# REQUIRED ACTION:
Print the entries that appear below, exactly as written and without their pictures.

^^^^^^^^

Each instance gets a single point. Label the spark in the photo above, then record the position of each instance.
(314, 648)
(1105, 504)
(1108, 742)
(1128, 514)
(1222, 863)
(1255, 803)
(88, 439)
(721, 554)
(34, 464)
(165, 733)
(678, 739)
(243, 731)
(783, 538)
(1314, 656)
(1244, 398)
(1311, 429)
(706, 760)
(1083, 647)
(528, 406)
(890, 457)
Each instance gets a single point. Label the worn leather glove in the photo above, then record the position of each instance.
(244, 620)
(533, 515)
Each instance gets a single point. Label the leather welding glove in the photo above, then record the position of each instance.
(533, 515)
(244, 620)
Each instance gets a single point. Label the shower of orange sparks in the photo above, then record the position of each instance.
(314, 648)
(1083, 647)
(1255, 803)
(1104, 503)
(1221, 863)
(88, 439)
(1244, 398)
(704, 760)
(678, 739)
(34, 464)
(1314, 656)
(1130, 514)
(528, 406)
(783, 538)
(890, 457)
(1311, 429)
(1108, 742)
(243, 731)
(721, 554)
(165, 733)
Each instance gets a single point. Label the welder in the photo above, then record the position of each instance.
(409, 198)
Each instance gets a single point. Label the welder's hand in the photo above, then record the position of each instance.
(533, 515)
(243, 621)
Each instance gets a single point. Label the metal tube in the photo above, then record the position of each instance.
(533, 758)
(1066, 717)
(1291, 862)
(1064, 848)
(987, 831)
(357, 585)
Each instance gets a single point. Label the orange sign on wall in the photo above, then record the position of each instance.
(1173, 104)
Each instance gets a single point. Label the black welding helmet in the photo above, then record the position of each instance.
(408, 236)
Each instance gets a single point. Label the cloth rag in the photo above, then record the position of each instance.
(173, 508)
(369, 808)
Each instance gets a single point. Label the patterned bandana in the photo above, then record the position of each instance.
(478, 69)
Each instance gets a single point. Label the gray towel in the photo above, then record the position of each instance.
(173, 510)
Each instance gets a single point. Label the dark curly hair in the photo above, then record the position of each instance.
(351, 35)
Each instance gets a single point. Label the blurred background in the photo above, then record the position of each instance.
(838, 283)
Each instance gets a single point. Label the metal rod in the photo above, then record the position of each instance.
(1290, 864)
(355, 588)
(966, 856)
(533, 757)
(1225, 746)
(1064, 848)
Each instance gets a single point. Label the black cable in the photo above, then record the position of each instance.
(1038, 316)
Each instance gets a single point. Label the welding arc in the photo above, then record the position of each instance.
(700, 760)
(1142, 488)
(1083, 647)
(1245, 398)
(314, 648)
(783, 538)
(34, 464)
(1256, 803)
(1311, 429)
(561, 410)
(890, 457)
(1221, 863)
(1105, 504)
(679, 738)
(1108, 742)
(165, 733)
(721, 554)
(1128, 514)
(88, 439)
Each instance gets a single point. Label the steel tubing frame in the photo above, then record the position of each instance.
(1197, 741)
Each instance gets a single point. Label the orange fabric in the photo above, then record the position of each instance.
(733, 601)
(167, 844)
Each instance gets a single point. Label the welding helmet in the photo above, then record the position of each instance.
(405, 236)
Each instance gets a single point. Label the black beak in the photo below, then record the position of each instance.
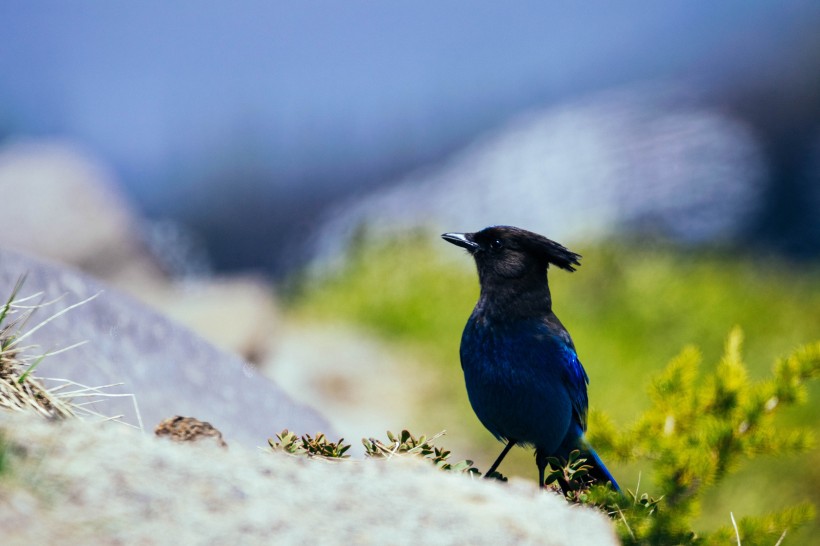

^^^^^^^^

# RESULT OF THE TASK:
Each instance gets a single point. Label the spark in the photo above, then record the position of each instance.
(314, 648)
(1105, 504)
(1108, 742)
(1128, 514)
(1222, 863)
(1255, 803)
(88, 439)
(721, 554)
(34, 464)
(165, 733)
(678, 739)
(243, 731)
(783, 538)
(1314, 656)
(1244, 398)
(1311, 429)
(706, 760)
(1083, 647)
(528, 406)
(890, 457)
Each instance gets a single point. Label the worn leather glove in the photo above, then record the position of each instance.
(244, 620)
(533, 515)
Each instance gets a single point. Label the leather welding glove in the photo above, then record the position of each instance.
(533, 515)
(244, 620)
Each instance gets a single point. Label the shower of orange sparks in the photo above, then record the position of each instance.
(314, 648)
(1083, 647)
(1255, 803)
(1104, 503)
(1221, 863)
(88, 439)
(1244, 398)
(704, 760)
(678, 739)
(34, 464)
(1314, 656)
(1130, 514)
(528, 406)
(783, 538)
(890, 457)
(1311, 429)
(1108, 742)
(243, 731)
(721, 554)
(165, 733)
Each instance gets a single point. Label the welder in the photo above, then record the position of each instance.
(409, 198)
Each instance gets a single point. Label the welder's hand in the photo above, then record the position of each instance.
(533, 515)
(243, 621)
Each instance gets a single point. Label the metal tube in the photo above, then record the position of each instance.
(533, 758)
(1066, 717)
(1291, 862)
(1064, 848)
(987, 831)
(357, 585)
Each instance gets a single point. Label the orange sign on wall in the photo above, then record the position of each instance.
(1173, 104)
Each instance gets a single point. Label the black welding helmet in the photo above, then record the position of each instance.
(408, 236)
Each instance gets a single point. Label the cloth rag in the photo above, then record the position of each instance.
(173, 508)
(369, 808)
Each instance gets a single point. Label the patterned bandana in the photo above, then record the position of each instance.
(478, 69)
Each instance gets a single point. Label the gray towel in the photo above, then record the position of each instance.
(173, 510)
Each instance gets a single point. Label the dark curly hair in the photo above, then record the position of each instance.
(351, 35)
Each instance gets a single point. Label the blurred background in the photo above, then record the position of each instance.
(838, 283)
Each instance gets a single point. Label the metal rod in the photo above, then record the position of each instance.
(1290, 864)
(355, 588)
(966, 856)
(533, 757)
(1225, 746)
(1064, 848)
Each instance gets a single point. Label the black cable in the photo above, then record the position of each instance.
(1038, 316)
Each instance gets a single point. Label the welding arc in the photo above, then record the position of each instance.
(700, 760)
(1142, 488)
(1083, 647)
(1245, 398)
(314, 648)
(783, 538)
(34, 464)
(1256, 803)
(1311, 429)
(561, 410)
(890, 457)
(1221, 863)
(1105, 504)
(679, 738)
(1108, 742)
(165, 733)
(721, 554)
(1128, 514)
(88, 439)
Each instance gets a single point. Label the steel tubing frame in the photo above, then record the position of each instance.
(1197, 741)
Each instance gets a single point. Label the orange fabric in the photo above, then record the position of each instance.
(733, 601)
(167, 844)
Each instance gets a single point. Label the welding helmet in the photo above, then record the position of each instance.
(405, 236)
Each instance gets a single point. Label the black beak in the photo below, then record the position of each instance.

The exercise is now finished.